▶ **PROMPT**
Return, word for word, the lines of the records that begin with the line containing "Each instance of the pine" and continue through the line containing "[(831, 451), (480, 446), (320, 739)]", including both of those lines.

▶ **Point annotations for photos**
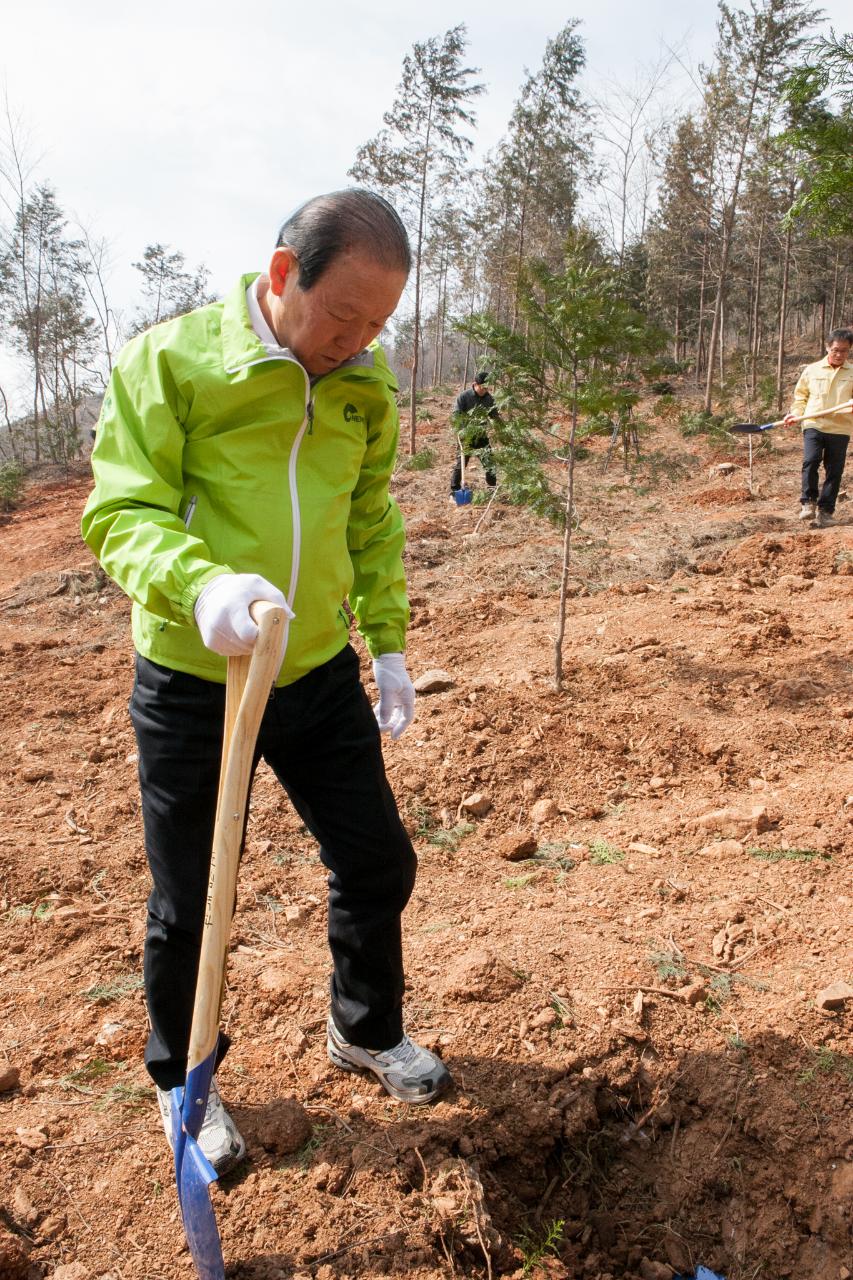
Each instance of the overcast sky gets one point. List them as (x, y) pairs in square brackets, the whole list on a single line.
[(200, 126)]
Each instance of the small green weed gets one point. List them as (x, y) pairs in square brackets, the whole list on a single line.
[(519, 881), (108, 991), (304, 1157), (452, 839), (422, 461), (562, 1009), (719, 992), (85, 1075), (789, 855), (828, 1063), (133, 1097), (270, 903), (601, 854), (553, 854), (537, 1244), (424, 818), (30, 912), (12, 478)]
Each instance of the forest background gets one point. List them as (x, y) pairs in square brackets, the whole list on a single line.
[(721, 224)]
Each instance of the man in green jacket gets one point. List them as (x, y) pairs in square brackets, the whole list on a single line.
[(243, 452)]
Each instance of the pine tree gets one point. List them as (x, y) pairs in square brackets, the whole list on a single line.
[(420, 151), (169, 289), (536, 176), (569, 360)]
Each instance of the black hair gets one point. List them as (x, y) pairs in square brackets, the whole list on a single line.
[(324, 227)]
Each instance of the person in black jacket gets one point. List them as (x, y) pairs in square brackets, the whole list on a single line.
[(473, 408)]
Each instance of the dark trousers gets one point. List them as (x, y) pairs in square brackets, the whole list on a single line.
[(831, 451), (480, 446), (320, 739)]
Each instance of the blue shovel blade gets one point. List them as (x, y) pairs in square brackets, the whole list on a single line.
[(195, 1173), (751, 428)]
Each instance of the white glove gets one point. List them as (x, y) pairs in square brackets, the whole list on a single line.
[(222, 611), (396, 707)]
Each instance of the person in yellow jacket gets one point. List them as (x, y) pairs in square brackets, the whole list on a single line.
[(821, 385), (243, 452)]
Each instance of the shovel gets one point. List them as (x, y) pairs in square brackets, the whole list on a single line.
[(752, 428), (463, 496), (246, 693)]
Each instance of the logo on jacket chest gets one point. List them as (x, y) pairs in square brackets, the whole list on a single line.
[(351, 414)]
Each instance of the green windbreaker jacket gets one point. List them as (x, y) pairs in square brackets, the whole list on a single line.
[(214, 456)]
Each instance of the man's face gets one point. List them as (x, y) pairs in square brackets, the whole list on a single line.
[(838, 352), (338, 316)]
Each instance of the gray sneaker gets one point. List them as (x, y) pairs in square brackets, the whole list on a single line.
[(219, 1139), (406, 1072)]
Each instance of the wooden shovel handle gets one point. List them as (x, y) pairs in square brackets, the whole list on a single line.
[(247, 688)]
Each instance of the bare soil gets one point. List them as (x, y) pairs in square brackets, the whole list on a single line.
[(644, 1078)]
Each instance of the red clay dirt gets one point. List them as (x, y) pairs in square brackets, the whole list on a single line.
[(646, 1080)]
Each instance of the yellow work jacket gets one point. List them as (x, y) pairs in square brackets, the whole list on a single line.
[(820, 387)]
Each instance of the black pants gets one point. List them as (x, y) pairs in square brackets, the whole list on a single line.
[(831, 451), (480, 446), (320, 737)]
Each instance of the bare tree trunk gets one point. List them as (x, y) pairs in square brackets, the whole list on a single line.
[(783, 318), (566, 539), (756, 312), (728, 231), (416, 338), (833, 312)]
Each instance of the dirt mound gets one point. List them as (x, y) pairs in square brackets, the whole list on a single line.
[(644, 1080)]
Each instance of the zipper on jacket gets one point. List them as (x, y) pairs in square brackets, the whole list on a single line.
[(191, 510), (308, 421)]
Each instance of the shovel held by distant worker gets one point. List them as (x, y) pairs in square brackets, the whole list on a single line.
[(753, 428), (246, 693)]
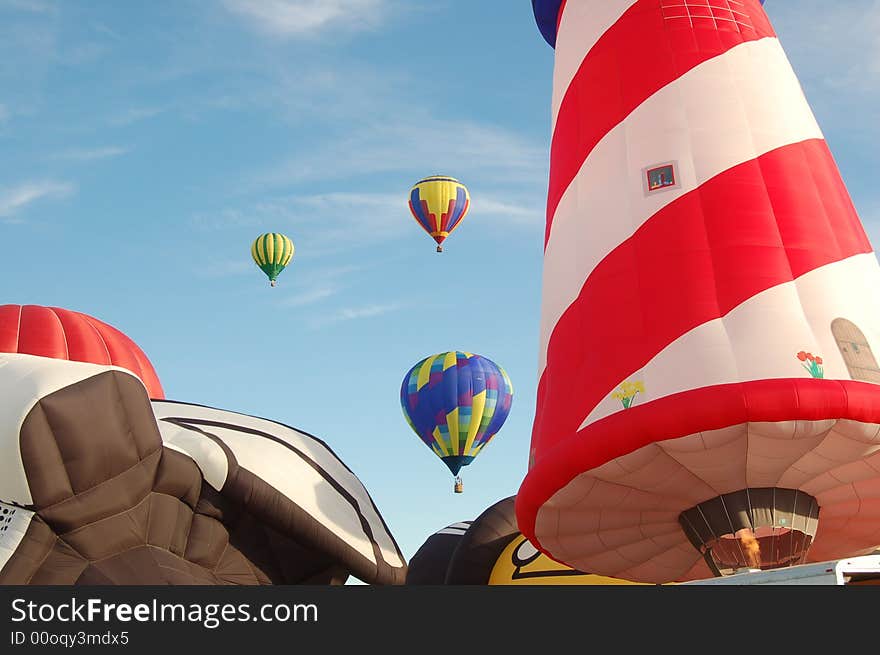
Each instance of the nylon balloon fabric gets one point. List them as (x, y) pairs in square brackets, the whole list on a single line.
[(456, 402), (708, 394)]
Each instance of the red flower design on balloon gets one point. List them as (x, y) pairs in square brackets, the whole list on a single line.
[(812, 363)]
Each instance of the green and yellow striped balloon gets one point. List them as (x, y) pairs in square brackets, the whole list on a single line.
[(272, 252)]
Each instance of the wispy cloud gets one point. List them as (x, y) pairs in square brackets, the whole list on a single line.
[(311, 296), (487, 152), (31, 6), (522, 213), (299, 18), (90, 154), (354, 314), (225, 268), (135, 115), (841, 51), (16, 199)]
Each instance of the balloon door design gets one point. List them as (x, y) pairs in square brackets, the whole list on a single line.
[(439, 203), (456, 402), (695, 413)]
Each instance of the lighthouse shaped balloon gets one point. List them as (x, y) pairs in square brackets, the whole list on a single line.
[(709, 394), (456, 402)]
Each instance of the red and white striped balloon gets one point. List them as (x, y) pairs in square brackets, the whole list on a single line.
[(700, 243)]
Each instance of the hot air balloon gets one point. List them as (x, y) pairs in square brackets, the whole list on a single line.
[(439, 203), (272, 252), (65, 334), (708, 396), (456, 402)]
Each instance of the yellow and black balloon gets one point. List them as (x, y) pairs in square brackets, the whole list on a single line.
[(439, 203), (272, 252), (491, 550)]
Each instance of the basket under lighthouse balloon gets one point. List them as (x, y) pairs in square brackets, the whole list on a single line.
[(709, 394)]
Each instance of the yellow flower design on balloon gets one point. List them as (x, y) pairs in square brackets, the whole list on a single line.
[(627, 391)]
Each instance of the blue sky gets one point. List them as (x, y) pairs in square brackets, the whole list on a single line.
[(143, 146)]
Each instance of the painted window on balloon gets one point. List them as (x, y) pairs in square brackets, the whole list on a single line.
[(660, 177)]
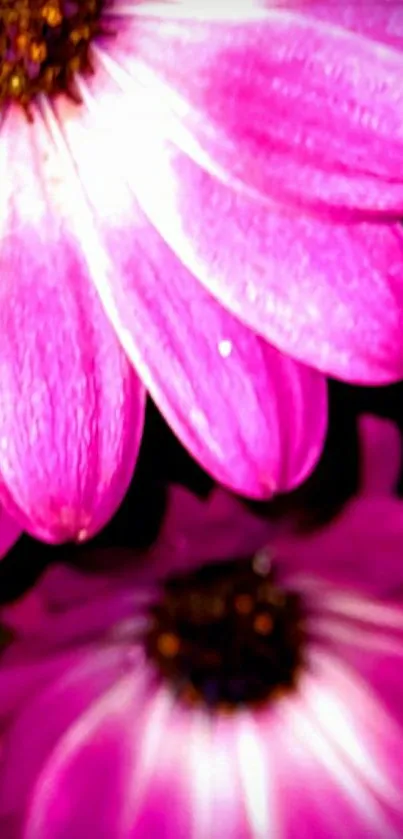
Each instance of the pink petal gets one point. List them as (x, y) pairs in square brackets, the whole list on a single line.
[(197, 361), (278, 103), (9, 532), (196, 531), (71, 408), (381, 450), (329, 294), (319, 788), (86, 782), (380, 20), (62, 689)]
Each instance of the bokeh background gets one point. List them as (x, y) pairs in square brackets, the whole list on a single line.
[(163, 461)]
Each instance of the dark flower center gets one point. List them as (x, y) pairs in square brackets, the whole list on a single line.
[(43, 45), (227, 635)]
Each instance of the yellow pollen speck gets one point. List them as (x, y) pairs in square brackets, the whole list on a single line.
[(243, 604), (15, 84), (52, 14), (168, 644), (38, 52)]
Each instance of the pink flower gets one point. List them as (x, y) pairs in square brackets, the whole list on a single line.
[(233, 700), (9, 532), (92, 290)]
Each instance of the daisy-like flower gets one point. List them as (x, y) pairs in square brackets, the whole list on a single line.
[(186, 189), (250, 697), (94, 303)]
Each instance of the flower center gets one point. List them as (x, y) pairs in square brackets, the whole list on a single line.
[(226, 635), (43, 45)]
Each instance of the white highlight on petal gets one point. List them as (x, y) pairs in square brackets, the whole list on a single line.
[(335, 718), (360, 608), (355, 636), (314, 742), (200, 777), (255, 780), (225, 348), (111, 704), (197, 10), (153, 735)]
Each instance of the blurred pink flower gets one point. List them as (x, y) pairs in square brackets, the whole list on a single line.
[(91, 289), (97, 743), (9, 532)]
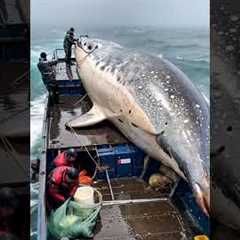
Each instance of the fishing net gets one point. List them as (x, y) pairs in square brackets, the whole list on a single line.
[(72, 220)]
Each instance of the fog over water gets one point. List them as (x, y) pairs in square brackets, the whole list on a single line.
[(124, 12)]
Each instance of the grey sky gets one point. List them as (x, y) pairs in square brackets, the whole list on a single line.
[(120, 12)]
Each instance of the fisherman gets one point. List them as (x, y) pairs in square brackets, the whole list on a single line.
[(67, 44), (62, 184), (66, 158), (49, 76)]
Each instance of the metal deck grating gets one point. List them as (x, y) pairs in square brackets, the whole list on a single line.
[(159, 220)]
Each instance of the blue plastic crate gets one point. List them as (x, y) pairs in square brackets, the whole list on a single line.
[(124, 160)]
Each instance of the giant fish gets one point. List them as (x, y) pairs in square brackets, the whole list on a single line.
[(152, 103)]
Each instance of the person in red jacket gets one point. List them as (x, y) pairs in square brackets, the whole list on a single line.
[(66, 158), (62, 184)]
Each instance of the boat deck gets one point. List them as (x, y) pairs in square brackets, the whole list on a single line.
[(68, 108), (65, 71), (156, 220)]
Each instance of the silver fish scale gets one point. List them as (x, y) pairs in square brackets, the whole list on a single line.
[(157, 86)]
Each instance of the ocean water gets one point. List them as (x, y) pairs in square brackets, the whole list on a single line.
[(187, 48)]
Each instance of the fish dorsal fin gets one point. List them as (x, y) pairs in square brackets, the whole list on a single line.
[(93, 116)]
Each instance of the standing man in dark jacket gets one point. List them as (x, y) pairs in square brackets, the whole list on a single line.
[(48, 76), (67, 44)]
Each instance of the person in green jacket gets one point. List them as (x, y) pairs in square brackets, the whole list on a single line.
[(67, 44)]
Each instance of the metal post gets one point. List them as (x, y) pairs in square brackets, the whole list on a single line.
[(109, 184)]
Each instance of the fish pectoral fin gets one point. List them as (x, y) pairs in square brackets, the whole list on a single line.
[(94, 116)]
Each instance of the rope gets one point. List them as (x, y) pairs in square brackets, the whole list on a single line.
[(91, 157)]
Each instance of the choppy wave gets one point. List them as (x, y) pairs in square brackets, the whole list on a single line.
[(187, 49)]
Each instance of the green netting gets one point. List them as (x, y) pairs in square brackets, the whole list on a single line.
[(72, 220)]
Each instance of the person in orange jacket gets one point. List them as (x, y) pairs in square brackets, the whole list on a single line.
[(84, 178), (66, 158), (62, 184)]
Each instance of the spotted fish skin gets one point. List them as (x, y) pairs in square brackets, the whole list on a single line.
[(153, 103)]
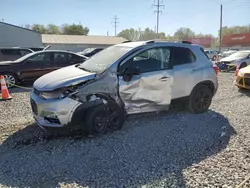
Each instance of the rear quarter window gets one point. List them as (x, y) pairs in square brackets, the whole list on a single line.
[(202, 50)]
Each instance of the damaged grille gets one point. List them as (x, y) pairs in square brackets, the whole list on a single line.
[(33, 106)]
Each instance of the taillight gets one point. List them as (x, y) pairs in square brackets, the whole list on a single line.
[(216, 69)]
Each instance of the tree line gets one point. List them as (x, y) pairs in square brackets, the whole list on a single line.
[(66, 29), (137, 34)]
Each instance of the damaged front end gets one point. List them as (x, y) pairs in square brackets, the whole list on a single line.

▶ **WRITTEN ANSWER**
Each instance of the pine tree gets one point. List them as (x, y) pairs in square brackets, the whole list on a single line.
[(420, 151), (169, 289), (536, 176), (569, 360)]
Each instance of the black hair gets one point. List them as (x, y) pairs in square brackets, the whole list on a single line.
[(324, 227)]
Each instance of the person in black jacket gets one point. List them as (x, y) pairs in square brackets, the whole list on a single line.
[(473, 408)]
Each instance of the dark trousers gets one point. List them as (x, y) pairs in square brackets, the whole list on a single line.
[(831, 451), (480, 446), (320, 739)]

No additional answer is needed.